Consigne
Citez intégralement le passage de l'article sur Jean Émilien qui s'ouvre sur les mots contenant « Une silhouette de » et se clôt sur « travers le monde. ».

Section du document
Jean Emilien : Mort d’un geant
1 juin 2017 - CulturesNo Comment   //   3867 Views   //   N°: 89

D’avoir fait la première partie de Carlos Santana, ne l’avait pas rendu moins modeste. Joueur hors-pairs d’harmonica et de « kabosy », la guitare traditionnelle malgache, maître incontesté du « rija betsileo », Jean Émilien a tiré sa révérence le mois d’avril dernier.

Une silhouette de petit homme rondelet, un peu joufflu. Une voix nasillarde et très aigüe, comme celle de Mickey Mouse, le taquinait-on affectueusement. Il avait toujours sur scène son kabosy électrique et son harmonica accroché autour du cou. Jean Émilien Rakotonandrasana de son vrai nom, décédé le 5 avril dernier, restera à jamais une des légendes de la musique malgache. Avec son rija betsileo, la musique traditionnelle de Fianarantsoa, il a porté haut le flambeau de la musique malgache à travers le monde.

« Dans les années 1990, quand on le voyait sur des scènes internationales, on était fier d’être malgache, d’être de la même nation que ce musicien doué des Dieux », a témoigné Rossy, le roi du tapôlaka, à ses funérailles. Un musicien malgache qui a fait la première partie de Carlos Santana, il n’y en a pas beaucoup non plus ! « Tu jouais trente minutes devant Carlos mais tu ne le voyais pas, car il dansait derrière ton ampli de Bercy pendant que tu jouais », confiait sur les réseaux sociaux Jean-Claude Vinson, son tout premier producteur, quelques minutes après l’annonce de la disparition du musicien.

En 1991, il a remporté la médaille d’or au concours Hohner à Detroit, aux États-Unis, ce qui fait aussi de lui le premier malgache lauréat d’un concours international de musique.

Son jeu d’harmonica était si particulier qu’on l’avait comparé à Robert Johnson (1911-1938), le père même du blues, pour l’influence qu’il exerçait ! Pourtant, le fils de bouvier et bouvier lui-même avait appris la musique tout seul en gardant les zébus. « Son père trouvait ça futile et lui avait interdit de jouer. Il lui avait même fracassé son kabosy », raconte un de ses proches. Alors il avait continué en cachette.

Extraits de données

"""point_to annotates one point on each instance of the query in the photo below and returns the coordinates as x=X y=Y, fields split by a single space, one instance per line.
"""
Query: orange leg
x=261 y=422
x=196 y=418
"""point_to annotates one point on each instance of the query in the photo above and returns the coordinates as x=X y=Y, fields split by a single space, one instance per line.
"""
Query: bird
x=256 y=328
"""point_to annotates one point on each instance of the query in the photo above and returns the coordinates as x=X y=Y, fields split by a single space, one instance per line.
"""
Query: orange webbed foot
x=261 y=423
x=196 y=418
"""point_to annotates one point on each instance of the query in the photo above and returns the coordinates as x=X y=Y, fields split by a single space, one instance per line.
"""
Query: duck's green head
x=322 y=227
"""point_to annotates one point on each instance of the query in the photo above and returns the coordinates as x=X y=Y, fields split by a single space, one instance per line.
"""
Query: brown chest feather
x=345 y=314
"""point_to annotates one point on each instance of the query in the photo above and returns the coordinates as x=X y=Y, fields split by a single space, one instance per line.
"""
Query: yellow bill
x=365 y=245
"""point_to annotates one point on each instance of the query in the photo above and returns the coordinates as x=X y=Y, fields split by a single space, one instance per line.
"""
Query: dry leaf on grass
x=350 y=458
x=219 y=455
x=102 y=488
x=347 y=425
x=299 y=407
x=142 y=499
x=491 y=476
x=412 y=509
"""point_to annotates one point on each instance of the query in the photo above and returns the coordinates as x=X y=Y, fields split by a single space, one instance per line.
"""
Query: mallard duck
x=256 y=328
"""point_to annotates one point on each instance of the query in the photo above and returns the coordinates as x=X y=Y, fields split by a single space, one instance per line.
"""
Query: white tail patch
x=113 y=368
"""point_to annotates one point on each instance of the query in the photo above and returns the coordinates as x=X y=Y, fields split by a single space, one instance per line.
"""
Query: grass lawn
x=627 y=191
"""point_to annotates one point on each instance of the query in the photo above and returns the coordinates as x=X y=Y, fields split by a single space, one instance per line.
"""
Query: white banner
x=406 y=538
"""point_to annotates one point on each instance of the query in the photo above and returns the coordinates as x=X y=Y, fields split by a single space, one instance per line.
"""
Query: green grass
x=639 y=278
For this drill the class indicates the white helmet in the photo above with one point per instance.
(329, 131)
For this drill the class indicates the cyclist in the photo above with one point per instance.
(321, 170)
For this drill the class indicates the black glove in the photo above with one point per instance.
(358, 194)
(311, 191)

Réponse rédigée
Une silhouette de petit homme rondelet, un peu joufflu. Une voix nasillarde et très aigüe, comme celle de Mickey Mouse, le taquinait-on affectueusement. Il avait toujours sur scène son kabosy électrique et son harmonica accroché autour du cou. Jean Émilien Rakotonandrasana de son vrai nom, décédé le 5 avril dernier, restera à jamais une des légendes de la musique malgache. Avec son rija betsileo, la musique traditionnelle de Fianarantsoa, il a porté haut le flambeau de la musique malgache à travers le monde.